• [WHAT YOU NEED TO DO] In the reading text below about a car stuck in a campground, what led the narrator to believe the car could go around the parked pickup truck? Answer in one to three sentences.

• [READING TEXT]
The paved campground drive looped back. Castle Mountain came into view. But, a parked pickup truck was not quite off the road. I was uncertain whether I could proceed until I spotting the tracks of another vehicle; evidence my left tires too could enter the snow to circle the truck. I was wrong. The undercarriage of new Pacificas are full plastic cowling. My own Pacifica had none.  I bottomed out, my left tires spinning freely. The odor of burnt tire rose.

I got out of the car to inspect and share my embarrassment as I realized not one hundred meters ahead three workers were roofing a new public restroom. A portable generator powered their nail guns as they whacked 2x4 rafter blocking into place. Classic rock from a boom box, also plugged into the generator, wafted into the silence of the moment. A short distance away was a bobcat - a skid-steer loader - not a Canadian lynx.

I stood as meek but competent as I could muster. The closest worker then spoke, not to me, but up and over to the other two working on the far pitch of the roof. “Eh, see that guy? His car looks stuck.” Silence. “Eh, see that car? Should we help?” Nail guns whacked more blocking into place. “Eh, should we do anything?” Silence. Cautiously, I walked over to the other side of the building and stood near the generator to be spotted. The workers continued to work. I saw a pile of their 2x4 blocking and asked: “Ok if I borrow this? The response: “Sure, take as many as you need.” I lifted a dozen and placed them into my snowy trench, freckled with asphalt chips and shavings of burnt tire. Nothing. I could not rock the Pacifica forward or back.

The three workers paid no interest. So, I walked back to my outpost near the generator to plead my case. At length from one worker: “Eh, how’d it go?” “Not well. I am stuck,” I replied. Him: “Eh, we are just back from lunch. You’ll need to wait until our foreman comes back. He should be here soon, maybe thirty minutes.”  

I retreated to the Pacifica, and not two minutes later the foreman drove up in his black high-clearance truck. He was the friendliest person I have ever met. Big hulk of a man, face and body weathered by sun and experience but out featured by a broad smile and gleaming eyes. “Eh? We’ll getcha right out.” His three now equally friendly workers scrambled off the roof and sized up various ways to get the Pacifica unstuck. Each was eager to present various solutions to the linear Euclidean problem. The sheathing hid all the usual tow points.  The improbable intersection of slope over rise presented by the full plastic cowling. I was an afterthought to the challenge I offered. Turned out we did not need the bobcat. They cradled webbing straps between the spokes of my right rear wheel, chained the webbing the offending pickup truck’s hitch, and pulled the Pacifica free in seconds. The reward of my thanks was a distant second to the recompense of their own satisfaction in solving my linear dilemma. 

Back on terra firma, I drove the Pacifica gently out of the campground. I never found a suitable spot for the photo I wanted of Castle Mountain. I gained something else. It is trite to characterize the nature of Canadians as friendly. In action, the friendly I saw was merely correlation to the causation from their joint effort to solve. My interaction had ripped the cowling off of my built in notions.

That night back in my lodgings, I sloshed Canadian bourbon over rocks. On the TV, a Canadian government official was being asked to account for the death of a patient who was forced to wait too long before admittance in to an emergency room. I knew the stereotypes of long waits in the free Canadian health care system. I always figured it was the shortage of doctors created by the long time and great expense to train them in quality medical schools. The government official, however, described it as a linear problem. Use the difficulty. His solution, interpreted as Cartesian coordinates of a point along a Euclidean plane, was to provide more beds. Then, for him, on to the next blockage in the critical path toward a success patient outcome would be explored. Despite my stubbornness, instilled by bourbon, I now was less able to dismiss his point. I too strive to fix what blocks me. My mind's eye took the cowling off.

• [SUPPLIED INFORMATION]

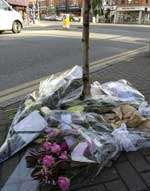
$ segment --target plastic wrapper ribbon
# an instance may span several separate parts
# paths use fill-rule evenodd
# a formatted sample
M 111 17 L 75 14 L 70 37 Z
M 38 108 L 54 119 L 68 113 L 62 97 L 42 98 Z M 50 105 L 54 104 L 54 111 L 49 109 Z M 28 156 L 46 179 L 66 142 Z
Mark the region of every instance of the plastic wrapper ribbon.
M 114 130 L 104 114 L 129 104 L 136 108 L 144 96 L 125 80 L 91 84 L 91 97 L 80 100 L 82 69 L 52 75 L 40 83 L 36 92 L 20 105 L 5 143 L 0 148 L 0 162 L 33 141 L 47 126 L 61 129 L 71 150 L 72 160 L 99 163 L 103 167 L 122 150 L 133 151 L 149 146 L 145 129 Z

==

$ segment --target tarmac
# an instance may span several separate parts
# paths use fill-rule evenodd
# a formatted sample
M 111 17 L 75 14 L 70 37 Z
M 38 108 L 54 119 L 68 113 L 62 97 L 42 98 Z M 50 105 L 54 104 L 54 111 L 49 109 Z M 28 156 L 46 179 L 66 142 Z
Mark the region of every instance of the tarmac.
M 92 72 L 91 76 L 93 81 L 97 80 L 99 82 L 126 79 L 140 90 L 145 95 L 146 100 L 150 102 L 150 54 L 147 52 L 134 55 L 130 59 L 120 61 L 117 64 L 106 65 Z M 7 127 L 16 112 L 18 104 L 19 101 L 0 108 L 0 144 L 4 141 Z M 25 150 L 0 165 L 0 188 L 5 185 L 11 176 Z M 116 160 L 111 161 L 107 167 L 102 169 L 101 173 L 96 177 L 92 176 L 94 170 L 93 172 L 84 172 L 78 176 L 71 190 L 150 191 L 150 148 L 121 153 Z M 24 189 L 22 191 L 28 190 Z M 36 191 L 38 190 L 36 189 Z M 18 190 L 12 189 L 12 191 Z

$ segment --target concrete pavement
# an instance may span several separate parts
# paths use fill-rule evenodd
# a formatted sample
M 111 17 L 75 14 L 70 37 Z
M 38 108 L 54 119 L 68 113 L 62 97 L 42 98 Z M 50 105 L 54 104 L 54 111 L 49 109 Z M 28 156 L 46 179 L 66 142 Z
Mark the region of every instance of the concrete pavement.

• [TASK RESPONSE] The narrator saw the tracks of another vehicle in the snow. This seemed to show that the car's left tires could also enter the snow to circle the truck.